Text section:

————————

I dressed Reynaldo up as what some of my friends think I am: a whacky and creative guy with multiple perspectives about his world (aka, a goofball). The kids were asked to think about what writing means in their world and I pulled several notebooks off my shelf as models (a few rest behind Mr. Santiago). I admitted, too, that I've moved to online thinking ever since 2008 - mostly digitally composing online with six years of blogging. Yes, I still hoard ideas and thoughts, but writer's notebooks from my shelves are now collected in cyber locations (in fact, they can all be found at the links to the left with a wider audience that just me).
Today, the teachers and I merely asked sophomores to make lists of what they could write about - in short, what are the items that make up their world. This listing was not easy for the Bassick sophomores, however. In fact, they struggled to come up with a list of ten things that mattered to them. At first I wondered if they were being shy or if they saw my visit as yet another teacher-invasion from a nerdy professor type. Then, class after class struggled and I realized some of them really couldn't think of ten things to write about, even when prompted with questions.
Still, the teachers and I chiseled at the ocean - using the metaphor of a madman emptying it with a spoon. Many said it was an impossible task, but one young man, Tyson (great hair), shouted out, "If I was asked to do empty the ocean, I would work hard and at least try to accomplish the task." Tyson named the EXACT THING I wanted to emphasize. Very few of us like school (including teachers). Sometime's school is alright, but a lot of time it is rather annoying, invasive, useless, and frustrating. Still, learning is THE pathway to success and knowledge IS everything. I agree it's impossible to know everything (very much like emptying an ocean with a spoon), but we at least have to 'work hard and try to accomplish the task.' Dap to Tyson (Santiago, give him some credit, will ya?)
10,000 hours of working hard, suggests Gladwell, is what it takes to be successful at anything. If a high school student commits to graduation over four years, though, they will still be one year away from making it. That is, they will have enough hours of playing the student game well (the academic game) only after they make it through their freshmen year of college. Of course, time is invested in middle and elementary school, too, but that only prepares young people to be good at being middle school kids and/or primary school children. High school, however, leads to post-high school life and that is where the investment for learning really pays off. What happens when students don't work hard during the 10,000 hours they're expected to invest as teenagers?

————————

Given records:
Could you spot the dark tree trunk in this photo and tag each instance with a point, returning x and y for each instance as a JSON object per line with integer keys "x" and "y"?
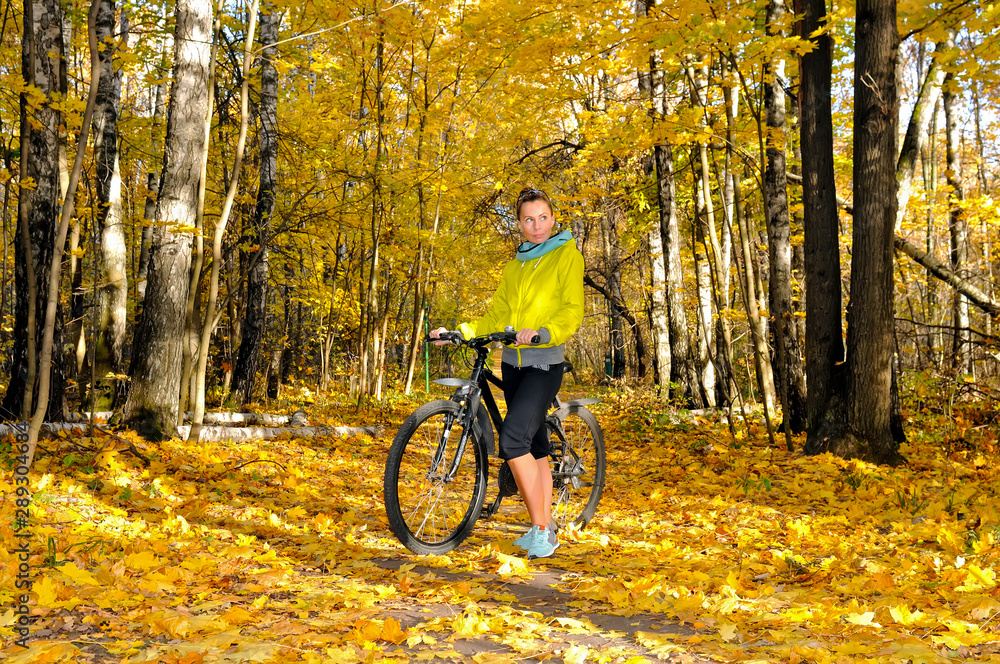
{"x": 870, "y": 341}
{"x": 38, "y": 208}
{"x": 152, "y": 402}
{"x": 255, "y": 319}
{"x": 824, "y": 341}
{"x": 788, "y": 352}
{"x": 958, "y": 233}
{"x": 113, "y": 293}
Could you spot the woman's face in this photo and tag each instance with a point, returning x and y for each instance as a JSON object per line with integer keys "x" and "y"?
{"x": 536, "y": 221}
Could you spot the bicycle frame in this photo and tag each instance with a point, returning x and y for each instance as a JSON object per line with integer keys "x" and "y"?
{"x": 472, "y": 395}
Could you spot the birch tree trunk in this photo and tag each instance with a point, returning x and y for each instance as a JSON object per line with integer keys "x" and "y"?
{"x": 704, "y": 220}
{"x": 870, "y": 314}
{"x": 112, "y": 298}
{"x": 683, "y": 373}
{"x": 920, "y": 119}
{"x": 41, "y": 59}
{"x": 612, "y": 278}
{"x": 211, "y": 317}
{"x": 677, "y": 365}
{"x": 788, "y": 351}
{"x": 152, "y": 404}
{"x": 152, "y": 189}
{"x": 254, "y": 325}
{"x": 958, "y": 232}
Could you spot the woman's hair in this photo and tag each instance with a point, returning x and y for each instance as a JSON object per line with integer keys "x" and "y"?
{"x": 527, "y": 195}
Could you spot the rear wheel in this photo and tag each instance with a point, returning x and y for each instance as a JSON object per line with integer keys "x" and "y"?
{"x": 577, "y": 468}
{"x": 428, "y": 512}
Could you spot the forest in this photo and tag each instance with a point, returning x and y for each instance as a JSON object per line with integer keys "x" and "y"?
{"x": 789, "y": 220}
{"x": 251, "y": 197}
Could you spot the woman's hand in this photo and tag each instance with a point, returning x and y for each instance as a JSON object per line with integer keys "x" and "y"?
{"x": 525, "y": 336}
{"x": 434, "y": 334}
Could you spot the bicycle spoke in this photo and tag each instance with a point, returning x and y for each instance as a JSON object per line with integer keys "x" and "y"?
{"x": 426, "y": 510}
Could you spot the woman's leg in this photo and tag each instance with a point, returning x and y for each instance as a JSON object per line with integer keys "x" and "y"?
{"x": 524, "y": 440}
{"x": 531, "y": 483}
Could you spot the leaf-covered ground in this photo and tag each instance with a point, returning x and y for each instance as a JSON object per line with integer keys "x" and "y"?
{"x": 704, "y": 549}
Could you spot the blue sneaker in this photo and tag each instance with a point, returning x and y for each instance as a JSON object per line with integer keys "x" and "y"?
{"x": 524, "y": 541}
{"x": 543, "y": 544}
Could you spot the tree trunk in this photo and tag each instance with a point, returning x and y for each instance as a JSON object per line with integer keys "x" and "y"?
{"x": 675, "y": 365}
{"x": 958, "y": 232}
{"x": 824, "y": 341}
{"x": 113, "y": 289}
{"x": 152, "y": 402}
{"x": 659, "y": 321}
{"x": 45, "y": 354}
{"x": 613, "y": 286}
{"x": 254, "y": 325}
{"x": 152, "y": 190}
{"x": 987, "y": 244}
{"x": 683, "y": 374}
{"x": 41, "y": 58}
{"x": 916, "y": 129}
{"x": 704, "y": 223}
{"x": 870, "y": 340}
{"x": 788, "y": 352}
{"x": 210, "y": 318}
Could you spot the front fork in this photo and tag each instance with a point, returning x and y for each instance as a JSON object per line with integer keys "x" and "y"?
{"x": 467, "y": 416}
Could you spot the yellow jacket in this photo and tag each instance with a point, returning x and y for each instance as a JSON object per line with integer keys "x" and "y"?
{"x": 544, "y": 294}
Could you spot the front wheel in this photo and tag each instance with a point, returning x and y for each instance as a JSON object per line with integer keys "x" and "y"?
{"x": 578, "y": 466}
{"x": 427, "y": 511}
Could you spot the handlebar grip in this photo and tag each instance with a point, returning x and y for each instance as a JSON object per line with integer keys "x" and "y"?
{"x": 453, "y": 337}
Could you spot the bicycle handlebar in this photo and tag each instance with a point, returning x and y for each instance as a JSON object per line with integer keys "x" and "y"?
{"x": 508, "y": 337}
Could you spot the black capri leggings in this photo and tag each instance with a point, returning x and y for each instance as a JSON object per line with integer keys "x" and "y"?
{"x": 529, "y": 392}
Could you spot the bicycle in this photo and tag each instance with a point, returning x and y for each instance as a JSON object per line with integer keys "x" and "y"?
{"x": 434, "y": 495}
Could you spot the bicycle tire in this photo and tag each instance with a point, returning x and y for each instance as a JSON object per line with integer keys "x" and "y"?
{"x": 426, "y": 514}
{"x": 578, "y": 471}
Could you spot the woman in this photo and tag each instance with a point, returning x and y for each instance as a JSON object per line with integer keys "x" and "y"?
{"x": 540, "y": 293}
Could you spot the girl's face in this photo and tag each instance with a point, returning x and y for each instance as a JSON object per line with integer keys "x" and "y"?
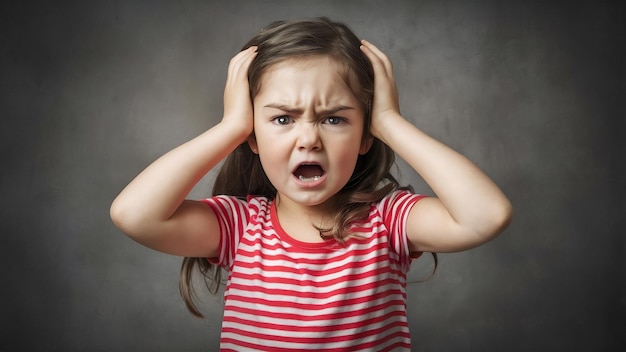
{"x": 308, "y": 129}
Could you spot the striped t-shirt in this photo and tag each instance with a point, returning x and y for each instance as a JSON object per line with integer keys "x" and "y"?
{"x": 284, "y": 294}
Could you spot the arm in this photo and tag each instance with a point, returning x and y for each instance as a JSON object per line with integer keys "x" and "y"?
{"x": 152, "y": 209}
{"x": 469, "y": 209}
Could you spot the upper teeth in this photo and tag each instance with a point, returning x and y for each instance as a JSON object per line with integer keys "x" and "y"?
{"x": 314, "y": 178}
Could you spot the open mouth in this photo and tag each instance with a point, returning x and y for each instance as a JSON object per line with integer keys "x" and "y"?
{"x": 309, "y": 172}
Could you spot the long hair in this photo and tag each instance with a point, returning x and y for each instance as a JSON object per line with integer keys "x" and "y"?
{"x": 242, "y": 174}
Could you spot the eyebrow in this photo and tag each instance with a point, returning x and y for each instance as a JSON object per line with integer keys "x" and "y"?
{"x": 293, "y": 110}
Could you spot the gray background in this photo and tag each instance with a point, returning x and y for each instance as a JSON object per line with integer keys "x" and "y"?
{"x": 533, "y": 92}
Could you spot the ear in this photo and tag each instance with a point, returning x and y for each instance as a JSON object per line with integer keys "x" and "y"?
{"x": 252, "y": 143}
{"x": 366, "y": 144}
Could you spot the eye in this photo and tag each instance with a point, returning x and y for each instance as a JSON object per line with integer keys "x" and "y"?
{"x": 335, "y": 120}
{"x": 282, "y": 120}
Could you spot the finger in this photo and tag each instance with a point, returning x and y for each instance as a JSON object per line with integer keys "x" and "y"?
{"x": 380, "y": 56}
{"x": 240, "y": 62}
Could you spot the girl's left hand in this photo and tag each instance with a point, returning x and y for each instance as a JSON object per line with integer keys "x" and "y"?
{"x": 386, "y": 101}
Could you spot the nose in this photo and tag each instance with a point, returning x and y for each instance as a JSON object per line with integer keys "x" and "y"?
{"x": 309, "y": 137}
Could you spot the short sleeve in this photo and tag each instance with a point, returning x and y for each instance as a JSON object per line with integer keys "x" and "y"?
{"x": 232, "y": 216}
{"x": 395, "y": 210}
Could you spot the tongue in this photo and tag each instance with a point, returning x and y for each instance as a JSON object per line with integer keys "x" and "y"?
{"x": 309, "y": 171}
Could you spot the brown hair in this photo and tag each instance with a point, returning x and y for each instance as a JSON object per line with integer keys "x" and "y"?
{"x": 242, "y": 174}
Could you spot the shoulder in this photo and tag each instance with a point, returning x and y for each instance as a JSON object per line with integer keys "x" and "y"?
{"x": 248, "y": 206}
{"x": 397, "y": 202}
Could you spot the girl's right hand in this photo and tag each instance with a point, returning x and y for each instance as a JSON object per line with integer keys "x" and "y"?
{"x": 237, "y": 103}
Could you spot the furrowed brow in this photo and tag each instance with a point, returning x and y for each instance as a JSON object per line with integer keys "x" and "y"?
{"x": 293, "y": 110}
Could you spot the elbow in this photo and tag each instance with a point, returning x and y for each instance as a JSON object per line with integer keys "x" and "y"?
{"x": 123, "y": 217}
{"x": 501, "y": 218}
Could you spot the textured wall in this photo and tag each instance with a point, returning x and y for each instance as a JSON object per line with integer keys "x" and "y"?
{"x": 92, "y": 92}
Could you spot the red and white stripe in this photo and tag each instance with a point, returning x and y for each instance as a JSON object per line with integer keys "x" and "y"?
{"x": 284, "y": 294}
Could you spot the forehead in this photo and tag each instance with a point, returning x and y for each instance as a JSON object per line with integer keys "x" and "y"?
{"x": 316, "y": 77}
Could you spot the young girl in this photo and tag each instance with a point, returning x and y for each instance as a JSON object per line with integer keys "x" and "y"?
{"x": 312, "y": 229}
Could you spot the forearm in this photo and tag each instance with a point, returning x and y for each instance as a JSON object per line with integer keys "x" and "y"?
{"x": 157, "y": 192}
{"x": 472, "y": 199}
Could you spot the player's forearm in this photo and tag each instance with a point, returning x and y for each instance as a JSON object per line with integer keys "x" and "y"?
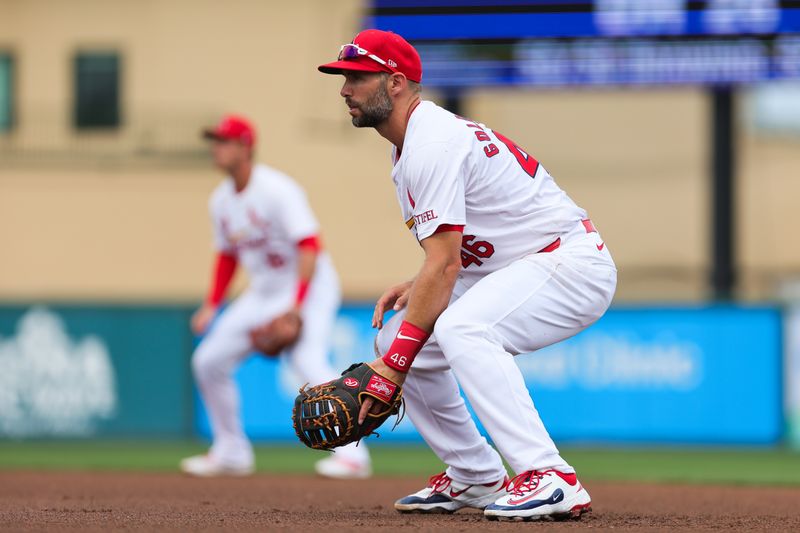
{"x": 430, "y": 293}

————————

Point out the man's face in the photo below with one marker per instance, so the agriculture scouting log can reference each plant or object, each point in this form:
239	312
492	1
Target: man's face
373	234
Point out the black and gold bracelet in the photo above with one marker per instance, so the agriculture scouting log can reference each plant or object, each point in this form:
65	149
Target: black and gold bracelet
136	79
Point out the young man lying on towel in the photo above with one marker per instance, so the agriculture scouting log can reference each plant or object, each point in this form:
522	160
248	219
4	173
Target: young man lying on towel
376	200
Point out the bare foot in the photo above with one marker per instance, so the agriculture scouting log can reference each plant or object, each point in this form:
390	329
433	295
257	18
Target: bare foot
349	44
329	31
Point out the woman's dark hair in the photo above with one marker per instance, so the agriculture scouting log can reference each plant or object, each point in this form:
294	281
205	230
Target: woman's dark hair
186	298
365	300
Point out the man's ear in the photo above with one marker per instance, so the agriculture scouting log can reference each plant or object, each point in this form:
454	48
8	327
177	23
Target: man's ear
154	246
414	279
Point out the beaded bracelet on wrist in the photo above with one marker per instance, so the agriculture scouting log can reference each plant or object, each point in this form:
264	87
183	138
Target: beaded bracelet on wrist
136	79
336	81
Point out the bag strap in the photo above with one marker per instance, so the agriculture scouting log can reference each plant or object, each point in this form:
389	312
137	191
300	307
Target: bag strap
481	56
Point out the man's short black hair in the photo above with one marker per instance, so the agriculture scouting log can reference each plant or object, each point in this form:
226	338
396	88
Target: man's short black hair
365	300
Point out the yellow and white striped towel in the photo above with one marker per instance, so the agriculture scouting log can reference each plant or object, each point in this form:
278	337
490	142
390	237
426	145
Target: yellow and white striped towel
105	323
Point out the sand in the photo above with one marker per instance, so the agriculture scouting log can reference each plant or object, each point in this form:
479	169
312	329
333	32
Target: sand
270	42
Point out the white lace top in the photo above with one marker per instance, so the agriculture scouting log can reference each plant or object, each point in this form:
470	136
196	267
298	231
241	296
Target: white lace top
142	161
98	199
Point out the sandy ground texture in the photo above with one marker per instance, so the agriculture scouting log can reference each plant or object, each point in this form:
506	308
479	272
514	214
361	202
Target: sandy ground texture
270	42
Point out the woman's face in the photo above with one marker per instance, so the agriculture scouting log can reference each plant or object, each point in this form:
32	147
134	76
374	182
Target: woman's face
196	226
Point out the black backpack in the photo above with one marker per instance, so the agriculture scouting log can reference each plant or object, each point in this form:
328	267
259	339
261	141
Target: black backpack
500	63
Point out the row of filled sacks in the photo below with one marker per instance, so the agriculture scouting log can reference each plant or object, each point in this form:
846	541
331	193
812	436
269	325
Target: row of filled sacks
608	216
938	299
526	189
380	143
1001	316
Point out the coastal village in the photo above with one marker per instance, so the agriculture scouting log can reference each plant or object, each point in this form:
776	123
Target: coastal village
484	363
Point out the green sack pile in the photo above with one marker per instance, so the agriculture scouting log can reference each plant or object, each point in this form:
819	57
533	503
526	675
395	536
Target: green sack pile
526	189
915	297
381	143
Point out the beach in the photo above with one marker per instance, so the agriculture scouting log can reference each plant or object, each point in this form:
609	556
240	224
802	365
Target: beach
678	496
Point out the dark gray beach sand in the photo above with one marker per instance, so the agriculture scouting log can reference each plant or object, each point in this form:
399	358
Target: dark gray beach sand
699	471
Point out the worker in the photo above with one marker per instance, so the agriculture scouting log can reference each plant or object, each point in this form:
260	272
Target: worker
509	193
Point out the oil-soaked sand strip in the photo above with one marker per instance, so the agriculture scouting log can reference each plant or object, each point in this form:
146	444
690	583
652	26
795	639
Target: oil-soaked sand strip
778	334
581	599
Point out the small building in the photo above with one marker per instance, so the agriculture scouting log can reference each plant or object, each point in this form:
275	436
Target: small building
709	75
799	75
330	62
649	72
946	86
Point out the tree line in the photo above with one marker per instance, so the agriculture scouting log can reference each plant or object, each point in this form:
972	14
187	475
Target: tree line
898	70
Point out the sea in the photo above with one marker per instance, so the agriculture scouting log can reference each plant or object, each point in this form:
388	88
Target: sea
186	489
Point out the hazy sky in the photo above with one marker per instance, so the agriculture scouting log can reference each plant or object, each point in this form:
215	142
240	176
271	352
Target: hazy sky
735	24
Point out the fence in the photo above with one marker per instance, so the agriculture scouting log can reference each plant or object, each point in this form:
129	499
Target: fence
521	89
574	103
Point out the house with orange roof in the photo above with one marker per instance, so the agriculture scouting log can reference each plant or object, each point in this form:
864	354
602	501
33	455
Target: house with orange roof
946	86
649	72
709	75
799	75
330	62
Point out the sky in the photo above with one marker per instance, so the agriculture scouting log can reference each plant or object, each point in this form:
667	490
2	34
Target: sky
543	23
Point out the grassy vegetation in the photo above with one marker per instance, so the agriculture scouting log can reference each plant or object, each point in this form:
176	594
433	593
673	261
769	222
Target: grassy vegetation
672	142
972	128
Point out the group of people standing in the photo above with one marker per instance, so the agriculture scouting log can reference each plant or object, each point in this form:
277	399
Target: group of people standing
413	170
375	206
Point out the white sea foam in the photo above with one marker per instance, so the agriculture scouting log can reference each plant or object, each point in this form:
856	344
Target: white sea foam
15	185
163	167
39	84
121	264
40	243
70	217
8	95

————————

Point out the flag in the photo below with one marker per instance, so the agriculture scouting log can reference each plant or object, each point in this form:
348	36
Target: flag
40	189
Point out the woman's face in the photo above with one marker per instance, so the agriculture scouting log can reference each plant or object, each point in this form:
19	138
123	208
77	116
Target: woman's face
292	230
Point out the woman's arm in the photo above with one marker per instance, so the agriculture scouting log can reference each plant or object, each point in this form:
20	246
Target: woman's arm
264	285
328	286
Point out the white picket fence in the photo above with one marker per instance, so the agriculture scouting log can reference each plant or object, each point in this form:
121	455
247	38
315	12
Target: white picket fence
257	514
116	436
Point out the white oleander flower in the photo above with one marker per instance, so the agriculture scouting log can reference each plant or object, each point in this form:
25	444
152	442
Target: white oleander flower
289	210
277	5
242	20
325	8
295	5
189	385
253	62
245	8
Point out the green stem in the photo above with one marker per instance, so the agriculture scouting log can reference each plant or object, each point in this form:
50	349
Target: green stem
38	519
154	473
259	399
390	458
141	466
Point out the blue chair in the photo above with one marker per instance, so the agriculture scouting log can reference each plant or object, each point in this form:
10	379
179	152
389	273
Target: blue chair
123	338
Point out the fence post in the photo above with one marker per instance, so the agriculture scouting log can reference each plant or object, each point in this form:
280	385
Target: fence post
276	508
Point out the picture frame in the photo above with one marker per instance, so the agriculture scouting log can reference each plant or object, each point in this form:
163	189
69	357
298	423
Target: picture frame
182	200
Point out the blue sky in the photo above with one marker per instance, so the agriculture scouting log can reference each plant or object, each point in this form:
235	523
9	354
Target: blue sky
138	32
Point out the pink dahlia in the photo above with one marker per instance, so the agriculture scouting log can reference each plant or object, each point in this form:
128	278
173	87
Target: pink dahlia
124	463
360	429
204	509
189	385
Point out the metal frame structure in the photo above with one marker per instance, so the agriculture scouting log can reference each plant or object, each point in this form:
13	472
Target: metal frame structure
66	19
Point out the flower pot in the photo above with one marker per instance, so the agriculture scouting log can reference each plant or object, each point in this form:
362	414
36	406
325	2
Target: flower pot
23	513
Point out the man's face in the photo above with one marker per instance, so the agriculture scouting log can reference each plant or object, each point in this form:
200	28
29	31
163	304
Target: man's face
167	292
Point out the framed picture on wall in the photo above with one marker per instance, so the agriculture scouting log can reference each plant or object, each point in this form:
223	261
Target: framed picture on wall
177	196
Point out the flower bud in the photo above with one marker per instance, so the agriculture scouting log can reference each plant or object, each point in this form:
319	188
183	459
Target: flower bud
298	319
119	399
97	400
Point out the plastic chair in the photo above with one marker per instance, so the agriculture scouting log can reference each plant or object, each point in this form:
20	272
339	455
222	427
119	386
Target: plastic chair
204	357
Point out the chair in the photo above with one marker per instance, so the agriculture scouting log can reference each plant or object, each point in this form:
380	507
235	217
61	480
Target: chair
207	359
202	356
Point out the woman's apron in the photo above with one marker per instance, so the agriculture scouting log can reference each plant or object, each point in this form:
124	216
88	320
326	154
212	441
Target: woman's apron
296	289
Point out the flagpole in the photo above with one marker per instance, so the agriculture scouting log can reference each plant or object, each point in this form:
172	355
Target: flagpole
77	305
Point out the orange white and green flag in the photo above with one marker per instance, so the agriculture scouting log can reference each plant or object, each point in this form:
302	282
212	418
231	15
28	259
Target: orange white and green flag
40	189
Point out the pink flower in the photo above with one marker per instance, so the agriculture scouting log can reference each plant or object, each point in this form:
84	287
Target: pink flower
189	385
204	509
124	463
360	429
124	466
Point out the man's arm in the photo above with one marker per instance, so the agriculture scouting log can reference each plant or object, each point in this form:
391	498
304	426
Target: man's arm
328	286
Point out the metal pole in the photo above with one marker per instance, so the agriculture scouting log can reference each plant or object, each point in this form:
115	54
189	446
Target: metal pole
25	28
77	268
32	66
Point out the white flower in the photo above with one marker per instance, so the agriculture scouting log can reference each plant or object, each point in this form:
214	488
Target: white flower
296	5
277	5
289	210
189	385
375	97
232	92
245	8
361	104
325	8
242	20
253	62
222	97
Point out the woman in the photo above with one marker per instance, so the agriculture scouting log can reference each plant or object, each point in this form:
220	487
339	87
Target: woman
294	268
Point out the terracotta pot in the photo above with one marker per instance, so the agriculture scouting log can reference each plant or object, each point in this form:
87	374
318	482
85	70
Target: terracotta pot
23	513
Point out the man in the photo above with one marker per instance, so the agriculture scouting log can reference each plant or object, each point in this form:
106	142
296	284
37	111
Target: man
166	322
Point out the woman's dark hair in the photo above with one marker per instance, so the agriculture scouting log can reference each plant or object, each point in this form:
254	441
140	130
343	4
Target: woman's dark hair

————————

Instructions to follow: Please extend the post about writing with the Bassick sophomores, picking up right after its closing question that ends "as teenagers?"

Task result:
The young people at Bassick were awesome on Wednesday as I expected, but I wondered why they found it so difficult to come up with lists (1 of the 10,000 hours they need to be successful as students). After all, the lists were about them. Mr. Santiago hypothesized that this generation has more distractions than any other before. Mr. Jones, a colleague down the hall, agreed with Santiago and said, "Each year I teach, the kids are less likely to be able to create ideas on their own. They are more and more reliant on being entertained and they come to school as passive consumers rather than active thinkers." Is this true?
I began thinking bout the "Television" poem I shared with them. "Look at me. Look at me. Look at me." Mr. Santiago commented, "Television is outdated now. This generation has cellphones to distract them." Are their cellphones teaching them? Are they helping them to become better people, smarter thinkers, and more engaged learners? If they aren't, are they wasting their time?
I don't these challenges are an urban school issue, alone. I find it true of suburban and rural youth, as well. You people experience images, music, and other stimulation at all hours of their life. They grew up with YouTube, Xbox, the Internet, cellphones, and Smartboards as normal things. Being required to imagine or think for themselves has been unnecessary because their machines do it for them. Is this a good or bad thing?
Even a math problem....17 x 60 caused panic with the kids. They had to use their phones to solve a multiplication problem.
Still, asking a kid to write a list of ten interests and/or passions - that should of been a no-brainer, no? They struggled with this.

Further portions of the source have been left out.